Here is the task for the records below: repeat exactly the lines from the one with "Target: shovel" to the one with "point(153, 140)", both included, and nothing else.

Stored data entries
- Opening Delimiter -

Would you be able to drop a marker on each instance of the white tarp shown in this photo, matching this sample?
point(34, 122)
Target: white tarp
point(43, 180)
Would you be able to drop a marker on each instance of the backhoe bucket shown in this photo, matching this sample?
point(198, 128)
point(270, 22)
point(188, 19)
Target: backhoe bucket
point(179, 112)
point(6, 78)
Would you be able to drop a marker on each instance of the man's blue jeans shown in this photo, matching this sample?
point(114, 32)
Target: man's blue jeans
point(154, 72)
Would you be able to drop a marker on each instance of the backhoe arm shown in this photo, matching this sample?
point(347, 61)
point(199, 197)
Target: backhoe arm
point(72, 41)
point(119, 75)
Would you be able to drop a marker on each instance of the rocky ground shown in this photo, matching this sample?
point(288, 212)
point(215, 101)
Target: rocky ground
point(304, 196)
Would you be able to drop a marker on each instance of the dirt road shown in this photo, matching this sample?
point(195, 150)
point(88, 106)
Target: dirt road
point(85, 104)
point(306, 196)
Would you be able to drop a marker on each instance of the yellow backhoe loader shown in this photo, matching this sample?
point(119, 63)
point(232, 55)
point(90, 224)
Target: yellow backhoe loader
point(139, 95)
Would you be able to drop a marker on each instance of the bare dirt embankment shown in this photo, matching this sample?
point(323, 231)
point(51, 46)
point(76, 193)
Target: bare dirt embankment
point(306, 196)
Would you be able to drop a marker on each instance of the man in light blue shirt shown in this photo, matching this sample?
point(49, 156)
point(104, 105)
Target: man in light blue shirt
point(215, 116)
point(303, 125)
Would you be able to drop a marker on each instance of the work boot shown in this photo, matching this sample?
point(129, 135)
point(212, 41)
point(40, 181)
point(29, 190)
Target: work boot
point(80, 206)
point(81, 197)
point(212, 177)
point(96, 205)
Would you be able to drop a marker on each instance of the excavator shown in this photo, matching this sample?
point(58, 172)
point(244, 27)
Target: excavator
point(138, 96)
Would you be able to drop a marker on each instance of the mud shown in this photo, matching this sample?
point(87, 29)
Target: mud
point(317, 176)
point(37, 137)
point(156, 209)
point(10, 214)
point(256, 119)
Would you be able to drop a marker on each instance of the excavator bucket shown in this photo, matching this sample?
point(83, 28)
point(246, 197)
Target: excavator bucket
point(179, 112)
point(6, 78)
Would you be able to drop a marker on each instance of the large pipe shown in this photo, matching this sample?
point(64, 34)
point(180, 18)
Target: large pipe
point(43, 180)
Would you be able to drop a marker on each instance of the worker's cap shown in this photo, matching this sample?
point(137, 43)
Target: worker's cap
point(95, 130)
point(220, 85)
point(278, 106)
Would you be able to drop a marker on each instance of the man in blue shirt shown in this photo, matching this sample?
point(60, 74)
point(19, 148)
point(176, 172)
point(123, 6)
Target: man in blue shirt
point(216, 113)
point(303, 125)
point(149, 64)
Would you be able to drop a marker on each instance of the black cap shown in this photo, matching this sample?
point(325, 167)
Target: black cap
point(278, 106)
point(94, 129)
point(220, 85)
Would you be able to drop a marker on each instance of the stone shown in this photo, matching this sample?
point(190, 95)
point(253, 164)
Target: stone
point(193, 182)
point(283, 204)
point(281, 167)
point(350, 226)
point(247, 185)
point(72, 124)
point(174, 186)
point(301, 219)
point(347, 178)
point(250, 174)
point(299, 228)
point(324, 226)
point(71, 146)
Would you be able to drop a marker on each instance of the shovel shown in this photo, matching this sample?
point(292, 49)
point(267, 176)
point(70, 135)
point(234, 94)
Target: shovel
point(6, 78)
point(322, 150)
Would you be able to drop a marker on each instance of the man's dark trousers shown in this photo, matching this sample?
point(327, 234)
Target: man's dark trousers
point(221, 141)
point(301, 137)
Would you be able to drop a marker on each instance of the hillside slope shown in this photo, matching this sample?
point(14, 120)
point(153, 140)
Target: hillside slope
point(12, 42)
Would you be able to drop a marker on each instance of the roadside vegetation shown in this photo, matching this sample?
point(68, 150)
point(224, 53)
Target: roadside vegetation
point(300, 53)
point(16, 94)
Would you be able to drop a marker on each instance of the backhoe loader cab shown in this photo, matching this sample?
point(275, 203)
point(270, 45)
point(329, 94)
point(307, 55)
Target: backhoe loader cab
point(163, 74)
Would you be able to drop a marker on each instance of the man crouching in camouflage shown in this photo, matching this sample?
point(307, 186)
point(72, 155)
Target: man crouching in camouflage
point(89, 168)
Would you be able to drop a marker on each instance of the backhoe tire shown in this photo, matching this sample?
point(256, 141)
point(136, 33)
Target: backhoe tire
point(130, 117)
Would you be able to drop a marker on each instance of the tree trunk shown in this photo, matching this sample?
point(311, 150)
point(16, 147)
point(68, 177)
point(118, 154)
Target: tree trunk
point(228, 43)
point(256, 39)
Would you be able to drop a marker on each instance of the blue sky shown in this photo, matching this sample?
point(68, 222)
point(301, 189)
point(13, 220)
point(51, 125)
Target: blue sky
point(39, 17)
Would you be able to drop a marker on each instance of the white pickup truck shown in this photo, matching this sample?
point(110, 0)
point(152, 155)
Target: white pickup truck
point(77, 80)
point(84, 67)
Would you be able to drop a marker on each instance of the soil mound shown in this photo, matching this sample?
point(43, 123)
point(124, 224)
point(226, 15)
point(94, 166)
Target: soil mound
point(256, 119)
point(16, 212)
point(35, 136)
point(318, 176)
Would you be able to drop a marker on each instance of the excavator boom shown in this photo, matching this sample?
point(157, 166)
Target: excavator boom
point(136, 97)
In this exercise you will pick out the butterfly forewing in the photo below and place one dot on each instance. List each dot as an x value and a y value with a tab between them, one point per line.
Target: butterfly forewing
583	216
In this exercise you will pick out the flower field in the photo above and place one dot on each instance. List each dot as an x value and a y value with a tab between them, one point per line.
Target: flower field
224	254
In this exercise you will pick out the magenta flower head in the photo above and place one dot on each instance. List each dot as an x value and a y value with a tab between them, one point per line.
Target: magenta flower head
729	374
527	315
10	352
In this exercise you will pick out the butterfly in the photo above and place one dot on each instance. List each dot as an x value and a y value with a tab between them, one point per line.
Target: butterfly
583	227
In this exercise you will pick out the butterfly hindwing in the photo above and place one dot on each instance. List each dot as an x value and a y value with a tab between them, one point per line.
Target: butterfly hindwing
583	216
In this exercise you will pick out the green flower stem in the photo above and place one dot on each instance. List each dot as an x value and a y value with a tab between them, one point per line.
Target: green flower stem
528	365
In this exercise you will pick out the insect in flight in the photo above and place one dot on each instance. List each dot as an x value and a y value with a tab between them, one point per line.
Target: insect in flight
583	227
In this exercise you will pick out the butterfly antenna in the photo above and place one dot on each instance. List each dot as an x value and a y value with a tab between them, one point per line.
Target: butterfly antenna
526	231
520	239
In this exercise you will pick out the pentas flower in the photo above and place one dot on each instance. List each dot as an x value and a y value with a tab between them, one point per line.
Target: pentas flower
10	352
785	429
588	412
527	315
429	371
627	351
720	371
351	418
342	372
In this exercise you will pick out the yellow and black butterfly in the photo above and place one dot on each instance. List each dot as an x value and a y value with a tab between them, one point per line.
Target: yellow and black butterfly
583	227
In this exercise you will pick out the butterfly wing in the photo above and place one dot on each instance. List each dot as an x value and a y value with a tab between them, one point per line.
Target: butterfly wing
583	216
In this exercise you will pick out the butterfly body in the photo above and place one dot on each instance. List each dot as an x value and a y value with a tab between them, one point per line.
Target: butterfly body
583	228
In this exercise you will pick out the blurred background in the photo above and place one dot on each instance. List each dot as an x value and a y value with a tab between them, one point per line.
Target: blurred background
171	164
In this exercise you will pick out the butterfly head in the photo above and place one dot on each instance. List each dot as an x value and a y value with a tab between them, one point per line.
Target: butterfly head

- Closing Delimiter -

= Exercise output =
Target: shovel
point(6, 78)
point(322, 150)
Would you be able to drop a marker on each instance of the man's dark trousers shown in this photo, matching this sample?
point(327, 234)
Target: man's dark trousers
point(221, 141)
point(301, 137)
Would you be able to drop a marker on each instance of the hillside slope shown in this photo, matching this sample?
point(14, 120)
point(153, 140)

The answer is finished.